* PAGE:
Directed and produced by Patricia Foulkrod, distributed by Focus Features.

—Mernie Aste

I teach courses about multicultural education at a university in Southern California. My class prepares teachers to instruct children from a wide variety of backgrounds, including those whose parents are in the Marines and Navy, refugees from war-torn areas, privileged groups, and immigrants. Some of their parents are between military deployments; some are disabled or deceased as a result of war. (An estimated 1,600 U.S. children have lost a parent to wars in Iraq and Afghanistan.) Some of the school-aged children themselves have memories of bombing, hacking, hiding, escaping, smuggling, and surviving. I do my best to prepare student teachers for the cultural variations and cognitive challenges that kindergarteners through twelfth-graders bring to Southern California classrooms.

Up to now my focus has been on ethnic and cultural realities, including class, disability, and LGBTQ (lesbian, gay, bisexual, transgendered, questioning). After screening the film “The Ground Truth,” I plan to add military culture and its impact on school-aged children and their families.

The film tracks the experiences of men and women who joined the military for a variety of reasons, including patriotism, tradition, to “be a man,” healthcare benefits, and/or lack of other employment or education opportunities. The film follows them through induction, basic training, deployment, injury, discharge and veteran status. The bait-and-switch tactics of military recruiters are emphasized. One individual in the film commented, “They don’t tell you the consequences,” citing the example of “seeing your friends killed.” While the recruiters emphasize the career opportunities of the military, one recruit says, “The purpose [of the training] is to kill. The purpose is to take life.” Another states that the military creates “a sustained state of mind to take a life when you are not enraged as a conditioned response.”

* DATASET EXCERPT:
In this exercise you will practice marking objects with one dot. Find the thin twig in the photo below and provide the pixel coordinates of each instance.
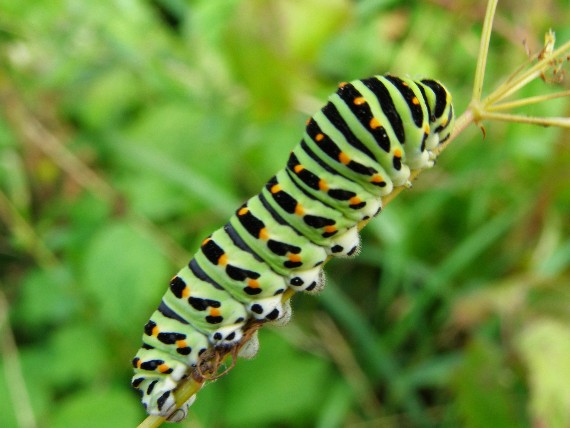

* DIRECTIONS:
1. Name each stage the film review says the film follows its subjects through.
2. According to the film review, about how many U.S. children have lost a parent to the wars in Iraq and Afghanistan?
3. Continue the film review from its last sentence.
The data is separate material and has no connection to the film review.

* TASK RESULTS:
1. Induction, basic training, deployment, injury, discharge, and veteran status.

2. An estimated 1,600.

3.
A key part of the training is the dehumanization of “the enemy” through songs and marching cadences that include characterizations such as “ragheads” and “hajis.”

I met a veteran at the university once who was having a difficult time readjusting to civilian life from the kind of hyper-vigilance that is necessary for survival in a war with no front line and where the enemy is anyone. In the film recruits make statements like, “Little kids stab doors” and, “The majority of Iraqis have AK-47s.” “Most missions have no purpose,” one combatant says; after a while, you “kill so you can go home.” (Sound familiar to any of you Vietnam-era veterans?)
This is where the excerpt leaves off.